### Excerpted text
----
I am +1 with this change as well. CMake is a good choice. My other
favorite project, KDE, uses CMake as well and it has worked great
there ever since 2007.

On Tue, May 22, 2012 at 8:40 AM, Eli Collins <e...@cloudera.com> wrote:
> +1   having a build tool that supports multiple platforms is worth the
> dependency. I've also had good experiences with cmake.
>
>
> On Mon, May 21, 2012 at 6:00 PM, Colin McCabe <cmcc...@alumni.cmu.edu> wrote:
>> Hi all,
>>
>> We'd like to use CMake instead of autotools to build native (C/C++) code in
>> Hadoop.  There are a lot of reasons to want to do this.  For one thing, it is
>> not feasible to use autotools on the Windows platform, because it depends on
>> UNIX shell scripts, the m4 macro processor, and some other pieces of
>> infrastructure which are not present on Windows.
----
### Stored data
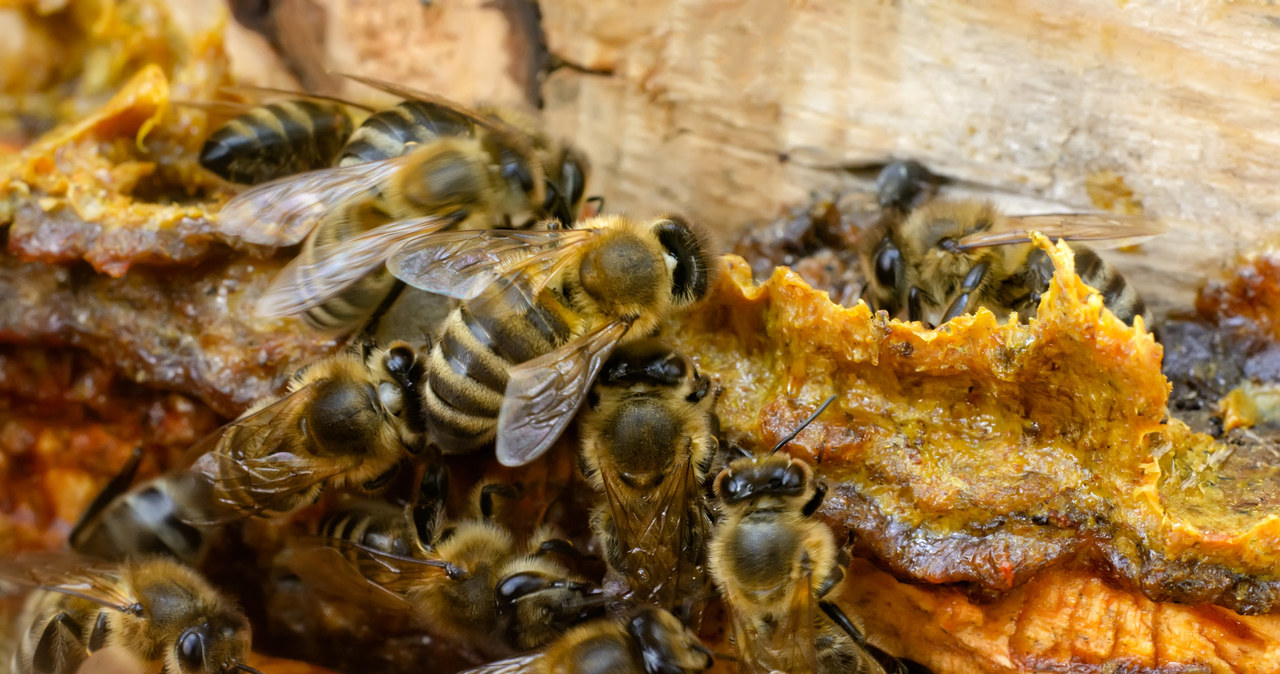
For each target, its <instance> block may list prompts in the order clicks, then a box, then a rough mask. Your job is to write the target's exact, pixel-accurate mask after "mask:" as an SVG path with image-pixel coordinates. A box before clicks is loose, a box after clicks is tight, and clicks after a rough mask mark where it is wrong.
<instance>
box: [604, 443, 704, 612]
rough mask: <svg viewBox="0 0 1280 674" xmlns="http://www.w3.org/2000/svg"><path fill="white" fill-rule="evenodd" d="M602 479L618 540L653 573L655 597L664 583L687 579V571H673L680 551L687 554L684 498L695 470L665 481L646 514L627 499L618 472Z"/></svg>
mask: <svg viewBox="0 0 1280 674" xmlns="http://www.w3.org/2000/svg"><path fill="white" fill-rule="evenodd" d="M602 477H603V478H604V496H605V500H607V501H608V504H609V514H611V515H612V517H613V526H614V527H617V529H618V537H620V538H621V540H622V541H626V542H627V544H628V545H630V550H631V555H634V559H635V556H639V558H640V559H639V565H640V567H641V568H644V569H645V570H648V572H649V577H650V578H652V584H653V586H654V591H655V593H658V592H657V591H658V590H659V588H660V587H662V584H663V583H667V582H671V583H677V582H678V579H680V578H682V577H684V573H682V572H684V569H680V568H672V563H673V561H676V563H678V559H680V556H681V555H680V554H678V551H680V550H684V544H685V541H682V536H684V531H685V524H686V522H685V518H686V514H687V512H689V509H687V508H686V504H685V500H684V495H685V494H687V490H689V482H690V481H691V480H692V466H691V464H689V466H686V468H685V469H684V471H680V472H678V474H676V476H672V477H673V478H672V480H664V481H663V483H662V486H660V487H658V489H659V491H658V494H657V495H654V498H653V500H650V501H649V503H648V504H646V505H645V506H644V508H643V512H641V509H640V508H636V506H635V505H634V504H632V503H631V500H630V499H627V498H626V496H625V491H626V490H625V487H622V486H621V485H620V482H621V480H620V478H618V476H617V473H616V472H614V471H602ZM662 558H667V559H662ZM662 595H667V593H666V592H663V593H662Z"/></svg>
----
### Exercise details
Please resume the email thread about building Hadoop's native code with CMake, starting after its final sentence. The entries have no connection to the email thread.

### Your response
>>
>> For another thing, CMake builds are substantially simpler and faster, because
>> there is only one layer of generated code.  With autotools, you have automake
>> generating m4 code which autoconf reads, which it uses to generate a UNIX 
>> shell
>> script, which then generates another UNIX shell script, which eventually
>> generates Makefiles.  CMake simply generates Makefiles out of CMakeLists.txt
>> files-- much simpler to understand and debug, and much faster.
>> CMake is a lot easier to learn.
>>
>> automake error messages can be very, very confusing.  This is because you are
>> essentially debugging a pile of shell scripts and macros, rather than a
>> coherent whole.  So you see error messages like "autoreconf: cannot empty
>> /tmp/ar0.4849: Is a directory" or "Can't locate object method "path" via
>> package "Autom4te... and so forth.  CMake error messages come from the CMake
>> application and they almost always immediately point you to the problem.
>>
>> From a build point of view, the net result of adopting CMake would be that 
>> you
>> would no longer need automake and related programs installed to build the
>> native parts of Hadoop.  Instead, you would need CMake installed.  CMake is
>> packaged by Red Hat, even in RHEL5, so it shouldn't be difficult to install
>> locally.  It's also available for Mac OS X and Windows, as I mentioned 
>> earlier.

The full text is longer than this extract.